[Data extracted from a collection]
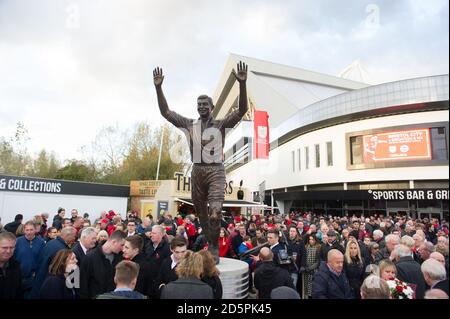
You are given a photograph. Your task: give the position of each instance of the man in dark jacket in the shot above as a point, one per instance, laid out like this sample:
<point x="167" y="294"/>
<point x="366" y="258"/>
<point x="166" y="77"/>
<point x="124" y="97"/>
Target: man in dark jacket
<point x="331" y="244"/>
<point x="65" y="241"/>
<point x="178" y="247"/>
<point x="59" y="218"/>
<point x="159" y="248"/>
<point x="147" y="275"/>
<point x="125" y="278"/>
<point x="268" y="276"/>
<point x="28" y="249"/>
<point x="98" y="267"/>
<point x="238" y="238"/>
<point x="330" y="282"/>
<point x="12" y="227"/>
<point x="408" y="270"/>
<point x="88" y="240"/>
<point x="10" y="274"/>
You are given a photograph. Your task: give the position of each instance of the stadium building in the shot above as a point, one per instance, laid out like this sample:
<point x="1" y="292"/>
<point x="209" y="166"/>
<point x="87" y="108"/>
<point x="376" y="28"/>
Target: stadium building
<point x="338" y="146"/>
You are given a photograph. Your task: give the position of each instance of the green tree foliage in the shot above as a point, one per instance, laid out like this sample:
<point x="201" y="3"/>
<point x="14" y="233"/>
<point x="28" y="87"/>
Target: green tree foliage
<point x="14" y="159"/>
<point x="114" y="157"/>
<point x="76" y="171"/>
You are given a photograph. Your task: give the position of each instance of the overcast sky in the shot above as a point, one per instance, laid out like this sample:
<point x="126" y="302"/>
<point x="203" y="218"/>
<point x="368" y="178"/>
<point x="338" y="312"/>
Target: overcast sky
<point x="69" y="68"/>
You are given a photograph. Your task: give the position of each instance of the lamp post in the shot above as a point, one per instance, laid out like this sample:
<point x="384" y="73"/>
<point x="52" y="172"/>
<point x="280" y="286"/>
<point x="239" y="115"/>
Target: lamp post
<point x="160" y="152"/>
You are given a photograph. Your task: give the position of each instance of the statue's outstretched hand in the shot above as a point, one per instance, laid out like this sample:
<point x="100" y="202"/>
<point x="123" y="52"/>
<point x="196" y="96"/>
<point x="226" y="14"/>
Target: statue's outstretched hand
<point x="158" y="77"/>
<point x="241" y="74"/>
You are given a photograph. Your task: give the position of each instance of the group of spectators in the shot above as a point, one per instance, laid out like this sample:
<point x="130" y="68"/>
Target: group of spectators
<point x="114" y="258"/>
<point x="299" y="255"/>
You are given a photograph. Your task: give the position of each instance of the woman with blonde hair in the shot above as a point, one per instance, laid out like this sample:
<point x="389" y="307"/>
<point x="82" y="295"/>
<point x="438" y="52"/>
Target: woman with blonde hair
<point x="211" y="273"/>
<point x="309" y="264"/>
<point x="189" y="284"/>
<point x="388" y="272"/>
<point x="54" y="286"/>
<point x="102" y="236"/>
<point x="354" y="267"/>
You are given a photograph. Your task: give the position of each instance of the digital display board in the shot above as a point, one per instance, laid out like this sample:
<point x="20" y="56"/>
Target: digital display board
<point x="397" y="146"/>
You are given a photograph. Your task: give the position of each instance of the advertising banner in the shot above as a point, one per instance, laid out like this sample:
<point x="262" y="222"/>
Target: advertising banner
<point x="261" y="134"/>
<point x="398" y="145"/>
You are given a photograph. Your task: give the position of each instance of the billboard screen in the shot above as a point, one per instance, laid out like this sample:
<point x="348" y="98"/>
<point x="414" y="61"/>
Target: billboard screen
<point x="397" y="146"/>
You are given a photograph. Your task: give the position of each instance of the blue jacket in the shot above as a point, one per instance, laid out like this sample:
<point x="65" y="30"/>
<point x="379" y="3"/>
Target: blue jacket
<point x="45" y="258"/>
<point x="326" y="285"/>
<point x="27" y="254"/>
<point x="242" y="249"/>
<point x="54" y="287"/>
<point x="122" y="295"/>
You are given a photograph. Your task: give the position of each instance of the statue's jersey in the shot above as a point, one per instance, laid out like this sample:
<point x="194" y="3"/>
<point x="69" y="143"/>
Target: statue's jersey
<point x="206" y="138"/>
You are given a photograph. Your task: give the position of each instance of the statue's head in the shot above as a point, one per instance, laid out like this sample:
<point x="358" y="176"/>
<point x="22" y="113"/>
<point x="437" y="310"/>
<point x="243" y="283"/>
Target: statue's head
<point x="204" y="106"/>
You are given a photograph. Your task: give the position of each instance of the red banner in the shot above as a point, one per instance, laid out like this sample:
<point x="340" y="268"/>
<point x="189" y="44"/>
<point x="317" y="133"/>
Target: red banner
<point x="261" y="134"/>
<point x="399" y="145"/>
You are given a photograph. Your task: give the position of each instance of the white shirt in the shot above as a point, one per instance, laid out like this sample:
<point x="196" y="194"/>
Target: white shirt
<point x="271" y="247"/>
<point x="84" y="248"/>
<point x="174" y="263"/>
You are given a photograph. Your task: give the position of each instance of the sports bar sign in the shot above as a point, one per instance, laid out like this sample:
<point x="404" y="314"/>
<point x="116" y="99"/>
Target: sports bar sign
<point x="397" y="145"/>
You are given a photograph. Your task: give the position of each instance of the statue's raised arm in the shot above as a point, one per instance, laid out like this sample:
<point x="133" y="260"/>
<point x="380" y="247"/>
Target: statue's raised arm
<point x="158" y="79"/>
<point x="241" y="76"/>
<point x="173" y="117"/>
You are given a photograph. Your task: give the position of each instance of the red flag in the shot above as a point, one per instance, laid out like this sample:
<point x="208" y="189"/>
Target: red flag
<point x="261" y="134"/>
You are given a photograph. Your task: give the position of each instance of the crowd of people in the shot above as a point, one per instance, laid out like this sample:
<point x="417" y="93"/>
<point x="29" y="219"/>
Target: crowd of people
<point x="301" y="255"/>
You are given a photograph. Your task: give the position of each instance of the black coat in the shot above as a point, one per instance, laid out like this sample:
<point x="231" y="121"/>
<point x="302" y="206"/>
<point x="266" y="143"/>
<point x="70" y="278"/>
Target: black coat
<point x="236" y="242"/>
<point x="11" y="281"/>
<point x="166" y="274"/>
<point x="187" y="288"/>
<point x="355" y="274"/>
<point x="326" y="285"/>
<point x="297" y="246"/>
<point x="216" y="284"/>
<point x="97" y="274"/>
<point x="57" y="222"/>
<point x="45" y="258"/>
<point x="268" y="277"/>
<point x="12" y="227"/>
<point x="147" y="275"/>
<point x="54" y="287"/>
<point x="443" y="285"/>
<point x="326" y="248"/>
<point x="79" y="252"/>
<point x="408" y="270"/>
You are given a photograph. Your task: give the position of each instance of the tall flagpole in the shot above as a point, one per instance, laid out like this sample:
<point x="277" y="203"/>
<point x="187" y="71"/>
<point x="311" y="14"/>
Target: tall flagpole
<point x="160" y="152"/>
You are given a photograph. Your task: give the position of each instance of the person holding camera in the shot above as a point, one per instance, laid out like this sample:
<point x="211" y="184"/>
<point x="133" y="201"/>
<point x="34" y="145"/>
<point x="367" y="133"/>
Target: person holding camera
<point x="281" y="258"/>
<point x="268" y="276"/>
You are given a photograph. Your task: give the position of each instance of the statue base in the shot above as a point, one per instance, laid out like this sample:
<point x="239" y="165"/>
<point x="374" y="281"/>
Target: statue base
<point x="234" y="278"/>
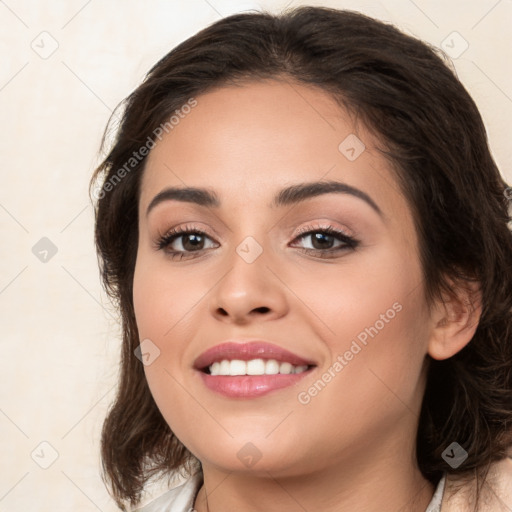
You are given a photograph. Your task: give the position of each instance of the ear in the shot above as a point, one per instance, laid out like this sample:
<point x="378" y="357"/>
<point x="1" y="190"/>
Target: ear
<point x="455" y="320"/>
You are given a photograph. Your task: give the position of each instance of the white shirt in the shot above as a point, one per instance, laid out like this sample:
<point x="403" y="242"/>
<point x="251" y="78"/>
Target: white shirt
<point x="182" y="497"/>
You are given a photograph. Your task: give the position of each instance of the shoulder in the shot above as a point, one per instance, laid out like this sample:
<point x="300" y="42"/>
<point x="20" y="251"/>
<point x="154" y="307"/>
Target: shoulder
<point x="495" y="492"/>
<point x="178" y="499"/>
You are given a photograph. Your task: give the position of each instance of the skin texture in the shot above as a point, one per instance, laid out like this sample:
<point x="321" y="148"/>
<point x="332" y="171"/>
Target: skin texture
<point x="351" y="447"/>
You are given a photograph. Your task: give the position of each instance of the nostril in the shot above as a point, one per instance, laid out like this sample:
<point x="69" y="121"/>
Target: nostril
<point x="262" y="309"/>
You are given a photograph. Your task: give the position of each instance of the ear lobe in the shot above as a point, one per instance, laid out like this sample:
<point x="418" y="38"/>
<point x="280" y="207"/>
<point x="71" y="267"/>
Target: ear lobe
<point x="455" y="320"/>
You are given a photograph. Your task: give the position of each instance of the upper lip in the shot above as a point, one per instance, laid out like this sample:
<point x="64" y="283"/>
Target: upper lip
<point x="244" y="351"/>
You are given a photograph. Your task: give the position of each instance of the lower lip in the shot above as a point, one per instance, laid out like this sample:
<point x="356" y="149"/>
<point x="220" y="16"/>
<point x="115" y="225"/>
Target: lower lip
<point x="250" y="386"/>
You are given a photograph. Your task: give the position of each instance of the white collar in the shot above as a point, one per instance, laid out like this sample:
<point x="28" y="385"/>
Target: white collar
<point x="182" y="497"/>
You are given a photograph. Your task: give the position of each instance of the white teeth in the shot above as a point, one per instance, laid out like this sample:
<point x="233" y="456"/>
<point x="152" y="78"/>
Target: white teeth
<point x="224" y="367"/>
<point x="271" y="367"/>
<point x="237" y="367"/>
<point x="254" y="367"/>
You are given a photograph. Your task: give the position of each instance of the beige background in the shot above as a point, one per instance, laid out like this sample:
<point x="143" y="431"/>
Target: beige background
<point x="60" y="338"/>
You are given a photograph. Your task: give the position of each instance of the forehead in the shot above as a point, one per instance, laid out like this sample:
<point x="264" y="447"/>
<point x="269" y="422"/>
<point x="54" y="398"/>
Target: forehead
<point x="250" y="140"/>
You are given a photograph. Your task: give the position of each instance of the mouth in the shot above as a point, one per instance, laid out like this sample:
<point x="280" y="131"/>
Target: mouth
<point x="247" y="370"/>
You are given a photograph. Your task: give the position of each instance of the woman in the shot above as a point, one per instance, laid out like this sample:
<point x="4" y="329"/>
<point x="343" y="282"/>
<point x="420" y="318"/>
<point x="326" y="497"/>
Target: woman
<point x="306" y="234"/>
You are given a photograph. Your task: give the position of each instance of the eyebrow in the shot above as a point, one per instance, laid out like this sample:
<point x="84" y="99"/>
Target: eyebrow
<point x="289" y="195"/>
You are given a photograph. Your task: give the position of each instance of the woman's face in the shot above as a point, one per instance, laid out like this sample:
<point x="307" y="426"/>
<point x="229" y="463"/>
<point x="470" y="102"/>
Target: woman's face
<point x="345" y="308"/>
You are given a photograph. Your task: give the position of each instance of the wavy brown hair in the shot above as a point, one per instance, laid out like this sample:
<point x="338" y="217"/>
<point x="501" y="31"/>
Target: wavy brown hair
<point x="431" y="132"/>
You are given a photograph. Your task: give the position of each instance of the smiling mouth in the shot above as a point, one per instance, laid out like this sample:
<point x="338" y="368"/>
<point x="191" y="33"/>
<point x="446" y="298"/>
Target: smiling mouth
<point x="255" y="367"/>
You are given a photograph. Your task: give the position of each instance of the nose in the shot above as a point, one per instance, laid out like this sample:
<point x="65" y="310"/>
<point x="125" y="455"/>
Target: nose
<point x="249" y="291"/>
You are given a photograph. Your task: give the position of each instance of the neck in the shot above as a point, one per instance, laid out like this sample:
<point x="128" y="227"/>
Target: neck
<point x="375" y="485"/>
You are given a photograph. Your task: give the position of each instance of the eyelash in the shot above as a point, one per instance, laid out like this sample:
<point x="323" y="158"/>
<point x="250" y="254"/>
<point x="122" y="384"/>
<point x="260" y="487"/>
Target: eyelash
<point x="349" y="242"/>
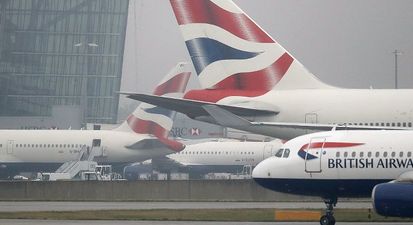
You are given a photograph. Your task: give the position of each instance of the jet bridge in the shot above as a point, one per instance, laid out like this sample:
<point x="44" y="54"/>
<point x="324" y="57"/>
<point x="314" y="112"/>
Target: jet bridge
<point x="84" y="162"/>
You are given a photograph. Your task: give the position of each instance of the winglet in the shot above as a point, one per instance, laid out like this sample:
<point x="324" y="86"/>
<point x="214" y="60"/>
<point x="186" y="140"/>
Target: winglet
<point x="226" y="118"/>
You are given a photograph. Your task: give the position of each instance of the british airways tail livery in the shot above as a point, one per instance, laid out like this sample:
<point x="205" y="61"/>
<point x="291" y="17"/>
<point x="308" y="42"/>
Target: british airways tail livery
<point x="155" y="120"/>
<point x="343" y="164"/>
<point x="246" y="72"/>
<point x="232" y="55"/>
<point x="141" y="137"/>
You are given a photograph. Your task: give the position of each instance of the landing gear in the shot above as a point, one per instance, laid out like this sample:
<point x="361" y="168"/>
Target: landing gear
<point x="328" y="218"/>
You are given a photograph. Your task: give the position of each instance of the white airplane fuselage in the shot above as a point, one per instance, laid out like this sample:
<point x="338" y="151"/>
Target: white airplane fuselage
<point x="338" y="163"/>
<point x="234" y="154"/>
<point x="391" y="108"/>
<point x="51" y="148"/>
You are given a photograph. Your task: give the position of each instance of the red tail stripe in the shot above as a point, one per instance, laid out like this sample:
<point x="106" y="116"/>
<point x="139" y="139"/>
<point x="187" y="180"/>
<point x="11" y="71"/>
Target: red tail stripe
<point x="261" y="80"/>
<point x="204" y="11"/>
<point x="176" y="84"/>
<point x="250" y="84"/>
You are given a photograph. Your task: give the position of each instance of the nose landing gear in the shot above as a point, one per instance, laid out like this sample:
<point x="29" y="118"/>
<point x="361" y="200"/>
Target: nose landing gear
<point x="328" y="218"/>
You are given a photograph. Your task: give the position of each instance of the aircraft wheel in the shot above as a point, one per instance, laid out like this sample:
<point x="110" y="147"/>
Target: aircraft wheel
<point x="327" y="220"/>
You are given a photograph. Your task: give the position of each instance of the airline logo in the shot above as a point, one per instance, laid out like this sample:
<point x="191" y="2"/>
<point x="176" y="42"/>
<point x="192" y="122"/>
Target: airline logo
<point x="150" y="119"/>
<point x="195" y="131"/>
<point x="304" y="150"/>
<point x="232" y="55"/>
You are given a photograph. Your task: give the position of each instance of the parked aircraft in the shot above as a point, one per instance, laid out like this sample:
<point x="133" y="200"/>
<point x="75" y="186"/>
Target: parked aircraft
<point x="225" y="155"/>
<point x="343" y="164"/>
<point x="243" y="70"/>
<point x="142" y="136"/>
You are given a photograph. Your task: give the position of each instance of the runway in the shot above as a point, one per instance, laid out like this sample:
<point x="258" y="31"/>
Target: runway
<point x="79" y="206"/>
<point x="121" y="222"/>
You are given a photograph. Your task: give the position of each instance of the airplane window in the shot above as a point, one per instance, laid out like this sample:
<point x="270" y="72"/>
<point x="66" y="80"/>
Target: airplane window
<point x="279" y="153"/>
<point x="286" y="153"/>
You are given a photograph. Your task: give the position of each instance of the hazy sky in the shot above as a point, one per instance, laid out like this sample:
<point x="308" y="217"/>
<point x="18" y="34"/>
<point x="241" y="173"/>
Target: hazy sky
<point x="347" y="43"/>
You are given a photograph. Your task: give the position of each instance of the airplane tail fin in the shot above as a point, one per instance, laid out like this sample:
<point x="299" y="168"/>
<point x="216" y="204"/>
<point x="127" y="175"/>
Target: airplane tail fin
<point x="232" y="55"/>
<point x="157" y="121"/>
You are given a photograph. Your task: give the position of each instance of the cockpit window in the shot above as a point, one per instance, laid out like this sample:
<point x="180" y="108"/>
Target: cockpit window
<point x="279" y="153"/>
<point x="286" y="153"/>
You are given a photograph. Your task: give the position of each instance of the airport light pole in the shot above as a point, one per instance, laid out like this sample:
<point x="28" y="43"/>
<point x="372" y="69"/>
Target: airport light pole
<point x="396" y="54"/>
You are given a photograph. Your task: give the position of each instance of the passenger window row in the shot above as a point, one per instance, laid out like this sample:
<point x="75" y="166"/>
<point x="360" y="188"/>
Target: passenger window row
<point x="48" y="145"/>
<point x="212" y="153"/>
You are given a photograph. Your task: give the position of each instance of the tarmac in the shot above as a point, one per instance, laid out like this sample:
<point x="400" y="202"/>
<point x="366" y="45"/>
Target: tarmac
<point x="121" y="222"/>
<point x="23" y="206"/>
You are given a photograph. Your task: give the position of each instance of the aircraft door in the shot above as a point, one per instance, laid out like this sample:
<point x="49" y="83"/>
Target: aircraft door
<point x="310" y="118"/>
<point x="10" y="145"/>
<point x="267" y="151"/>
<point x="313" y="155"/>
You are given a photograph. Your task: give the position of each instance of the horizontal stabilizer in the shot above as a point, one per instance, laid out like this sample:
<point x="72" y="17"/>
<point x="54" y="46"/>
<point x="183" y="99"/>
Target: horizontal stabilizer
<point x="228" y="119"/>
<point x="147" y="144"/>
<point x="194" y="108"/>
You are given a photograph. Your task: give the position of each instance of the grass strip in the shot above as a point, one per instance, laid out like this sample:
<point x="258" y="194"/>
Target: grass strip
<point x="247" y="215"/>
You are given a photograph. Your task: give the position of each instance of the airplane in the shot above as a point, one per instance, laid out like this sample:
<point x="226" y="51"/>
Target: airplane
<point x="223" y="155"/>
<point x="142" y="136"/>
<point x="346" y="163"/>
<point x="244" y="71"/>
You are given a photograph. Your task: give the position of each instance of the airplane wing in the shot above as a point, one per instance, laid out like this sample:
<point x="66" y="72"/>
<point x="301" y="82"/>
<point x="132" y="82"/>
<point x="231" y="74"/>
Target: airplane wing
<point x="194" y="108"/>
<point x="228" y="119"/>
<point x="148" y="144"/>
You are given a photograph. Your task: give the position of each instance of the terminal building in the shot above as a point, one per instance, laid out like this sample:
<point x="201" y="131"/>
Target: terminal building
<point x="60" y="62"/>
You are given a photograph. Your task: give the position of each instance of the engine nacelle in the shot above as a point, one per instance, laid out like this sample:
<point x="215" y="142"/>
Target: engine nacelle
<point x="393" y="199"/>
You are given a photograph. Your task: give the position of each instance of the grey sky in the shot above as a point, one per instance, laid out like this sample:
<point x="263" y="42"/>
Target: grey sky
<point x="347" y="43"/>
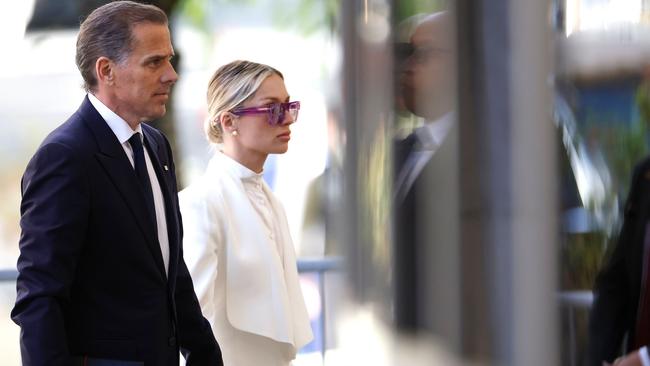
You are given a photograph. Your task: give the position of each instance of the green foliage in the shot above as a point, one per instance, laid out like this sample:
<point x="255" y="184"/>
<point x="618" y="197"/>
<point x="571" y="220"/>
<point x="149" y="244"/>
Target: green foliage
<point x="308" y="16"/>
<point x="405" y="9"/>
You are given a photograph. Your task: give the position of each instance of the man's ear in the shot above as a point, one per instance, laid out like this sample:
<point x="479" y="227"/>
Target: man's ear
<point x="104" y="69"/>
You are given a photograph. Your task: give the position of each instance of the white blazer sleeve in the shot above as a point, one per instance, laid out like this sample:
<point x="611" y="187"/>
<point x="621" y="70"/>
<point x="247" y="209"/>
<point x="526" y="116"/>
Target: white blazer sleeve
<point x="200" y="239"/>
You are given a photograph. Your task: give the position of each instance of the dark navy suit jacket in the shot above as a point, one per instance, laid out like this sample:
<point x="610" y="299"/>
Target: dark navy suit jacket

▶ [EXERCISE REQUIREMENTS] Whenever "navy" occurs in a line above, copy that line.

▶ [SOLUTION]
You are given a photograph. Your task: give the position of each instance of the dark navy suit jacket in the shot above as a point, one per instance, laid out like this sample:
Target: dark navy suit jacket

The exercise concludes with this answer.